— What is needed —
Check every line of the entries that follow, and copy the ones containing "positive".

— Records shown —
┄┄┄┄┄┄┄┄┄┄
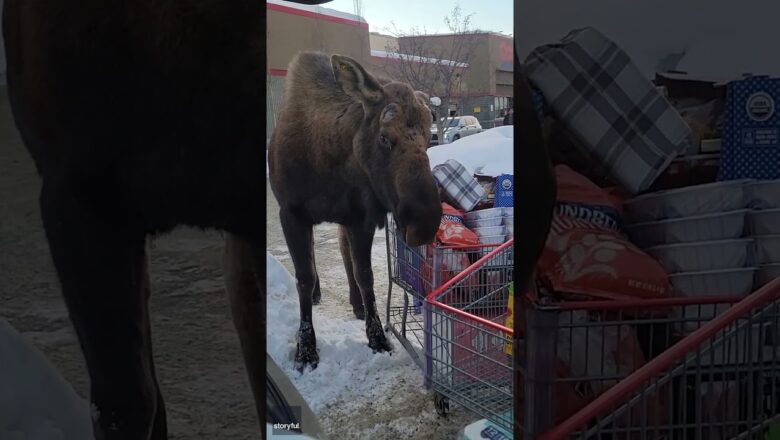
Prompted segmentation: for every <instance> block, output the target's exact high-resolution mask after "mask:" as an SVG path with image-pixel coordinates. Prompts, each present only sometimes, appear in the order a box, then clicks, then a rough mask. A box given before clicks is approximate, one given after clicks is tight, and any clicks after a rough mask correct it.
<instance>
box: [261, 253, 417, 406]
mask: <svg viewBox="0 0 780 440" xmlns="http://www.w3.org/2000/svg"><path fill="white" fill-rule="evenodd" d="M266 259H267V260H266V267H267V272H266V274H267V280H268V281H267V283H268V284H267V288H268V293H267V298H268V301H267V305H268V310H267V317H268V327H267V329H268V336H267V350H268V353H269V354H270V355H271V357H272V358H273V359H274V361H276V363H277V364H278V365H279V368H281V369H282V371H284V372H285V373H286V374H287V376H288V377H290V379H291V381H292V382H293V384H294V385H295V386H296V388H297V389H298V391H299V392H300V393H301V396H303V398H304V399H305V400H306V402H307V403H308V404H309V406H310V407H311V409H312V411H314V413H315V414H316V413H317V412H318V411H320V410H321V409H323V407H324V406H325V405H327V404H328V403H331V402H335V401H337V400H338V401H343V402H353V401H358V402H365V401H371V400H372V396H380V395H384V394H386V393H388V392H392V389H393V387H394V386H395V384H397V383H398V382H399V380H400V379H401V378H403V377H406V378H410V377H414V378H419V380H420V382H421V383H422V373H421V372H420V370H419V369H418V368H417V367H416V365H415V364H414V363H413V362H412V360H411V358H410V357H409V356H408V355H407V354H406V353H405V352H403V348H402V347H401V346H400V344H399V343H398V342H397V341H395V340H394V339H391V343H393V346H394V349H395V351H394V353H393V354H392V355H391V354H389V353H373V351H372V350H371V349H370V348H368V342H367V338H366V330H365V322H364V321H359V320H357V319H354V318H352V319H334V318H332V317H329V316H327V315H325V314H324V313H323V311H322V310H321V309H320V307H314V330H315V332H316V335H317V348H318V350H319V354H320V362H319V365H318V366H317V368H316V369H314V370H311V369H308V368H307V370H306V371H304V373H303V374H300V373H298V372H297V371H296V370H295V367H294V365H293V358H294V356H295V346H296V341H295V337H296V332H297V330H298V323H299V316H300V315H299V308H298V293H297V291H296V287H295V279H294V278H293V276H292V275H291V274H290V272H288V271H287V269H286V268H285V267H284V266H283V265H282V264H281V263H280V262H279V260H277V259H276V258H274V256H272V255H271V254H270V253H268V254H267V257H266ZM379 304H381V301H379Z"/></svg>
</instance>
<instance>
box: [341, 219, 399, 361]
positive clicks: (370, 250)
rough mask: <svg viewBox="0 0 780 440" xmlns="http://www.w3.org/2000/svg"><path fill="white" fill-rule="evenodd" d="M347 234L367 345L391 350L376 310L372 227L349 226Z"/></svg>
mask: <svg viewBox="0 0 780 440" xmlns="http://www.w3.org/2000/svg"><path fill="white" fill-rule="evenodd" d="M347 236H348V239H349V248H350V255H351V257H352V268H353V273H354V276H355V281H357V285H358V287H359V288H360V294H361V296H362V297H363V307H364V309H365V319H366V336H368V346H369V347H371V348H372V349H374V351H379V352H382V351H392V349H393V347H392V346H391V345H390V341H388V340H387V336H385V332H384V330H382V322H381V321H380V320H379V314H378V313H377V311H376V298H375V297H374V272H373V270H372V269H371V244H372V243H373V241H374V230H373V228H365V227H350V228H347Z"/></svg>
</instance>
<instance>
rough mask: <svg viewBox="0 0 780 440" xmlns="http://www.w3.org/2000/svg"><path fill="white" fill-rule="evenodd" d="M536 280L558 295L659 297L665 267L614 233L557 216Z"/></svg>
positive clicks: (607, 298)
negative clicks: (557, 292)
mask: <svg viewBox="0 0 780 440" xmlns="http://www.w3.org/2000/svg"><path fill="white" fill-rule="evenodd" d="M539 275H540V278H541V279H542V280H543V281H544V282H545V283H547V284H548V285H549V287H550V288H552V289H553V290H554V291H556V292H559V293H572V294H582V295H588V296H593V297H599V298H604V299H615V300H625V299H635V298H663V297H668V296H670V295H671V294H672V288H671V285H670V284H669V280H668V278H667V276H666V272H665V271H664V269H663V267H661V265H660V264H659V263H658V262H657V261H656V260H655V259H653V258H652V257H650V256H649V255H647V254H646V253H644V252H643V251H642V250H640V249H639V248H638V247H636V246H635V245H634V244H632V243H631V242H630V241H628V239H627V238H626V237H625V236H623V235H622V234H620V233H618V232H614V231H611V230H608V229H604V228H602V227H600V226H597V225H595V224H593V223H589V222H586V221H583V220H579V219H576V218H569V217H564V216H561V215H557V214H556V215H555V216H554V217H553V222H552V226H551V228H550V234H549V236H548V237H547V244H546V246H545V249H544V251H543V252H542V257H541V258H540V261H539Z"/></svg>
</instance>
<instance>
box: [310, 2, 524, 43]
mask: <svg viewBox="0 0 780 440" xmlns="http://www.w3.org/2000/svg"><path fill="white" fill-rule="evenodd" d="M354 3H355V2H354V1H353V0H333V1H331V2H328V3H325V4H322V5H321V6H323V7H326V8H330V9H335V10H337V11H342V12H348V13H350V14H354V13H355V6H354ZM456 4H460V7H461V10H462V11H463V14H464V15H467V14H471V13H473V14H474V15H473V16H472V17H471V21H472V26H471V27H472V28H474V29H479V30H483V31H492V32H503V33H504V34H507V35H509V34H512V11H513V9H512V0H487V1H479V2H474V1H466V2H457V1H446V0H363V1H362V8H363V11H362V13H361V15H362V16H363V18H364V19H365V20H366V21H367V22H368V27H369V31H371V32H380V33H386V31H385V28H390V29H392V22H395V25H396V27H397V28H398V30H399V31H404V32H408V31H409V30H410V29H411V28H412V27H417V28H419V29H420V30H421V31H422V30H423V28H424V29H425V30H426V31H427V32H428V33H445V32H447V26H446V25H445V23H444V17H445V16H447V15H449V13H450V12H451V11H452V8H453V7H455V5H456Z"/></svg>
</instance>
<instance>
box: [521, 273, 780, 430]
┄┄┄┄┄┄┄┄┄┄
— Answer to this task —
positive clicks: (370, 250)
positive clicks: (607, 298)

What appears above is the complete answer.